Given task ▸
Rescale the records from their start through the line containing "M 391 87 L 383", with both ends included. Multiply every path coordinate by 1.55, round to whole numbers with halves rounded up, copy all other lines unchanged, and leave out the pictures.

*** Data shown ***

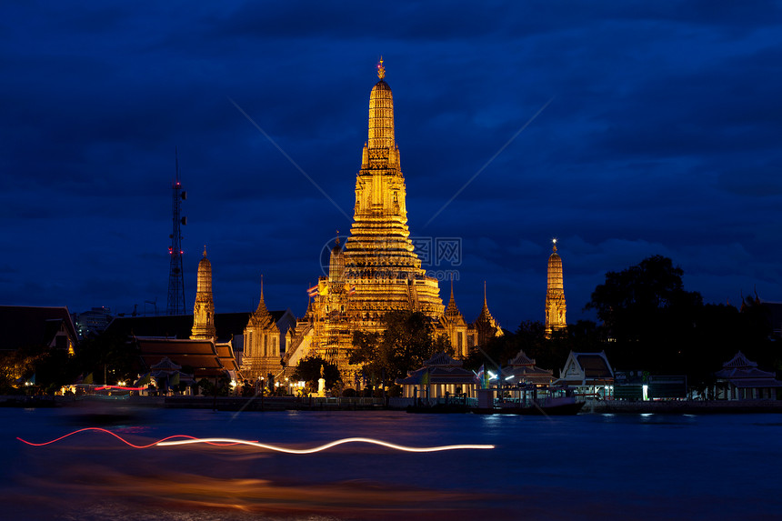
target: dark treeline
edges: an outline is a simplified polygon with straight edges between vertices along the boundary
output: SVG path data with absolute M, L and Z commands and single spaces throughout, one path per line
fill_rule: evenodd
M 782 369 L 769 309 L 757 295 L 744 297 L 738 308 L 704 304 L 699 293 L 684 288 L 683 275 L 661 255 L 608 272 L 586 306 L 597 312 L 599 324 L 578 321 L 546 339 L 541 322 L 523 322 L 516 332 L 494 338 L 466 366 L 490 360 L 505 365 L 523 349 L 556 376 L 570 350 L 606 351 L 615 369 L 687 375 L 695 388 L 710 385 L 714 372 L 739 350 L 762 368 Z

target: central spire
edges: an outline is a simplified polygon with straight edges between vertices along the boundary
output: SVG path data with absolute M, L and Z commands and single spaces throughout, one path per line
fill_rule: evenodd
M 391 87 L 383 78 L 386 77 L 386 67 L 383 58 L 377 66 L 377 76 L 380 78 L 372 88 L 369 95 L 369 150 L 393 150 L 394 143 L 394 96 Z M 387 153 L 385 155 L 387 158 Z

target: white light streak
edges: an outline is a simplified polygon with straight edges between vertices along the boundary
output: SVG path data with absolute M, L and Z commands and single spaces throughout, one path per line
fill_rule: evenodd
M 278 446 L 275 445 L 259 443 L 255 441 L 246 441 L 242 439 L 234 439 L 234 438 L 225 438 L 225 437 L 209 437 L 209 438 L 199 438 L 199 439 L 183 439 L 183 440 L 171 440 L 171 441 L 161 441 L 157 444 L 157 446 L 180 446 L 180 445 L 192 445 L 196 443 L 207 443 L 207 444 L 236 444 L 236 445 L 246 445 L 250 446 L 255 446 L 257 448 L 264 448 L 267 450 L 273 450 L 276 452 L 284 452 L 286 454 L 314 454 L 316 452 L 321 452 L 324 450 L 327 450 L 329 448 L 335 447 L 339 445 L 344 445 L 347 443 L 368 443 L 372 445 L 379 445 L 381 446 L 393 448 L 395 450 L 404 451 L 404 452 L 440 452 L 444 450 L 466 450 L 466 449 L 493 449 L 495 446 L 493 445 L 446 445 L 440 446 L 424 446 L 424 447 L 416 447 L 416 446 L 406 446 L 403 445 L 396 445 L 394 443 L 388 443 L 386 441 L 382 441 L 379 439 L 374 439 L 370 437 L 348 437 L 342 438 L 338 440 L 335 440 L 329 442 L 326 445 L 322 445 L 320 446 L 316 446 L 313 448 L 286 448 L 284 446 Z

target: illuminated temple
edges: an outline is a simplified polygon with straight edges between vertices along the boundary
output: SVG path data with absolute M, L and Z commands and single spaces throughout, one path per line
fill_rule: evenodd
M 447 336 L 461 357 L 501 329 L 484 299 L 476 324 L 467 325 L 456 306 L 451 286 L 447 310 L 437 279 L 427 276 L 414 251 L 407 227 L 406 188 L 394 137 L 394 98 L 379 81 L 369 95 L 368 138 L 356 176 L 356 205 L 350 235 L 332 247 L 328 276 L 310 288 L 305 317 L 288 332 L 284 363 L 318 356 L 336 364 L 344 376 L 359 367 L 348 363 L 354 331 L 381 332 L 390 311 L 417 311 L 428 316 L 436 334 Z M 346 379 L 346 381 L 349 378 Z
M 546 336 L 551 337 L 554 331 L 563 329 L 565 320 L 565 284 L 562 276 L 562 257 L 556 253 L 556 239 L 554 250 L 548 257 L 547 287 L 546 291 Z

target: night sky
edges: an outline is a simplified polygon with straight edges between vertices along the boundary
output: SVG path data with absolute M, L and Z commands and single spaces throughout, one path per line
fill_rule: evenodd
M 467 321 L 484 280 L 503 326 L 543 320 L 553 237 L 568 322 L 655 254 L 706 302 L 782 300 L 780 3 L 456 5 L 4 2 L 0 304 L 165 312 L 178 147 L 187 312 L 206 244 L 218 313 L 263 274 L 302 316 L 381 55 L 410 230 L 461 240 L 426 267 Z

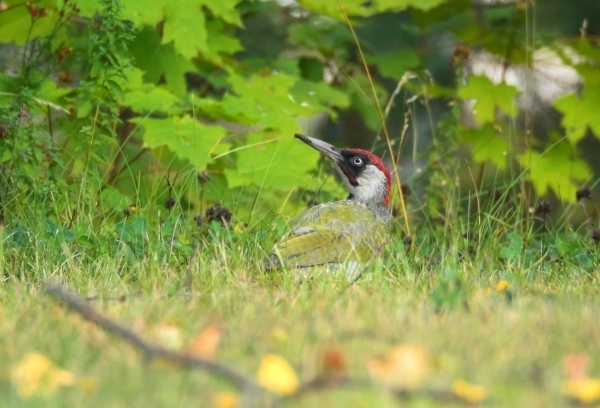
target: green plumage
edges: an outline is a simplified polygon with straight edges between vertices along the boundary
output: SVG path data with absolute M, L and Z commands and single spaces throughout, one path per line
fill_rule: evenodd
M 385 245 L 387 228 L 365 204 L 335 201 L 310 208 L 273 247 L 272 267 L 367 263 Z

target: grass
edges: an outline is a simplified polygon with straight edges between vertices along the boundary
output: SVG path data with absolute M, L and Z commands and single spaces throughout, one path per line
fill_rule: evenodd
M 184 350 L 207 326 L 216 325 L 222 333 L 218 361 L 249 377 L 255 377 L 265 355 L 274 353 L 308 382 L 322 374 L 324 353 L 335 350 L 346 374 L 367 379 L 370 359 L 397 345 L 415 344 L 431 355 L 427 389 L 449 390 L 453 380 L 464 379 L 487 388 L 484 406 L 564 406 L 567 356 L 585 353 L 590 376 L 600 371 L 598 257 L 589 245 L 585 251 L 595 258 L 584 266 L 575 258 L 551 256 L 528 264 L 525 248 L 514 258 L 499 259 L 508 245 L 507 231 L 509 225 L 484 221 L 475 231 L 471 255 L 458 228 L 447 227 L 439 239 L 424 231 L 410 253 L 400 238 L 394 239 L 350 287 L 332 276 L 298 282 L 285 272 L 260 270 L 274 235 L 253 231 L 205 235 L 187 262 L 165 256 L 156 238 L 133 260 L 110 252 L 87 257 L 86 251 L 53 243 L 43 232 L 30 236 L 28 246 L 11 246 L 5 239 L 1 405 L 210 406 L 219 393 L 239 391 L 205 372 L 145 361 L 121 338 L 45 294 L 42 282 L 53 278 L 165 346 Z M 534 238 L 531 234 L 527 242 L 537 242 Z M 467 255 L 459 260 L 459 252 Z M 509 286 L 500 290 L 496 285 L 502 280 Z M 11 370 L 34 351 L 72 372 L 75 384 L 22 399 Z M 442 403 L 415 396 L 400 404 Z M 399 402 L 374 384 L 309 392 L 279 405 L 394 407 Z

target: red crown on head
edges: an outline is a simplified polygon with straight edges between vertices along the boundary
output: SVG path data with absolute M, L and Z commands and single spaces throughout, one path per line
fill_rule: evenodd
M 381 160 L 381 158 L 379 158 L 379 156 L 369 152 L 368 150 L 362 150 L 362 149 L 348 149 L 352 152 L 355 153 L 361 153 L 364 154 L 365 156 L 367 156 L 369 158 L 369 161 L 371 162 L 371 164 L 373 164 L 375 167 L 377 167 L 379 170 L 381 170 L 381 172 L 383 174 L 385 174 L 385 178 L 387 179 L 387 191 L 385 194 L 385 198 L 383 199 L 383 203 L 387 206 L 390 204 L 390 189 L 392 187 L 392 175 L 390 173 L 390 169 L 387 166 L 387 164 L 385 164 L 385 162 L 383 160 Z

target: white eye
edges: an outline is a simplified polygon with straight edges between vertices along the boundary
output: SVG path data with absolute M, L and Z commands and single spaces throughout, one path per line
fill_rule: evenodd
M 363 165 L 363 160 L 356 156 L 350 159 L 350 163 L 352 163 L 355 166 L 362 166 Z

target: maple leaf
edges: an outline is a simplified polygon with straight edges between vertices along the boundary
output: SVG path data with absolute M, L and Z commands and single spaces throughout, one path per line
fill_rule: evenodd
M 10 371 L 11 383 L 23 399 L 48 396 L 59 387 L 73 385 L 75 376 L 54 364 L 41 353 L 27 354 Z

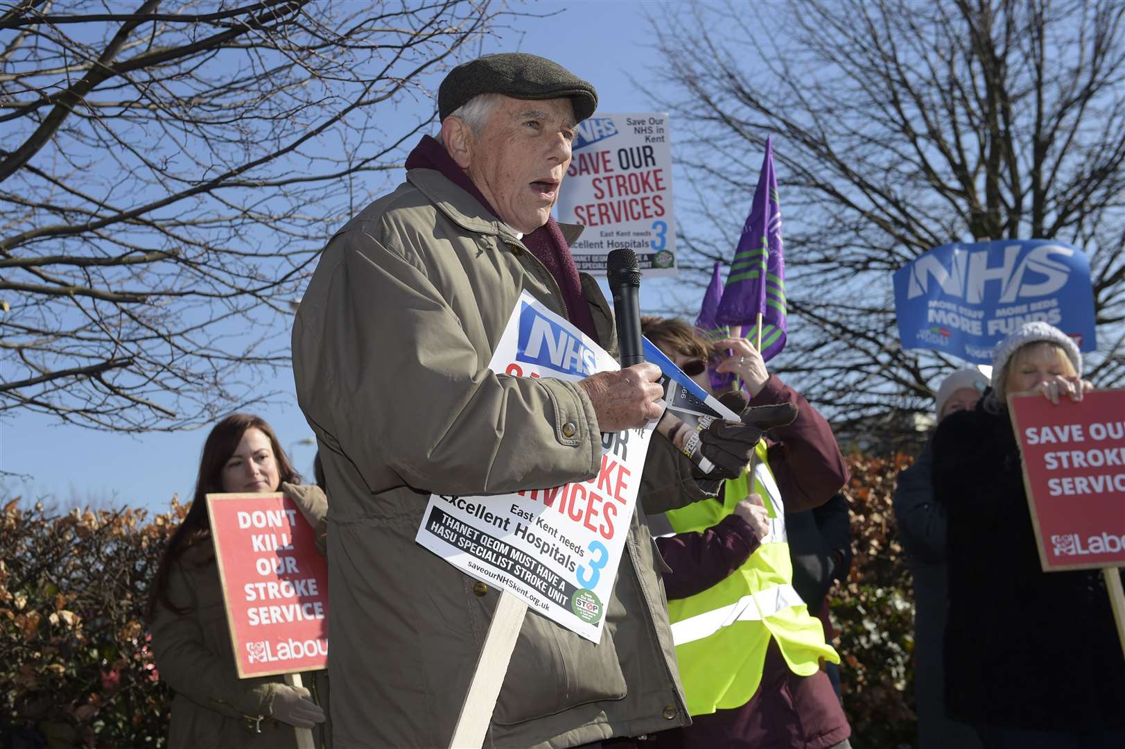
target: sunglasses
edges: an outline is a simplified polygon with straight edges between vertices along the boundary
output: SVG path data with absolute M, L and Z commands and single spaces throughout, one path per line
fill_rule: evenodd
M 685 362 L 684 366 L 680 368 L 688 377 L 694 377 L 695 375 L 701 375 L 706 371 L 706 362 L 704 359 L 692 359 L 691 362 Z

***

Full answer ▸
target: dark treeline
edges: an outline is a simplified polygon with straight edges between vertices along the boundary
output: SVG path data with absolute M, L and Z commands and single spaces throughout, one path per line
fill_rule: evenodd
M 1212 572 L 1192 479 L 1173 457 L 1153 460 L 1144 477 L 1091 471 L 1083 454 L 1060 446 L 1059 426 L 1025 395 L 942 422 L 908 474 L 925 484 L 928 502 L 896 498 L 846 525 L 839 499 L 811 499 L 800 515 L 766 524 L 722 567 L 760 558 L 783 566 L 811 541 L 862 583 L 884 543 L 939 544 L 953 572 L 1065 581 L 1077 601 L 1101 597 L 1107 577 L 1145 543 L 1181 570 Z

target: central spire
edges: an outline is a simplified polygon with straight edges between vertices along the boundary
output: SVG path data with absolute M, L and Z commands and single spaces throughout, one path per line
fill_rule: evenodd
M 606 135 L 594 121 L 598 119 L 598 104 L 594 90 L 584 102 L 584 118 L 589 121 L 577 136 L 572 147 L 572 233 L 609 233 L 611 222 L 611 149 Z M 600 237 L 597 240 L 600 245 Z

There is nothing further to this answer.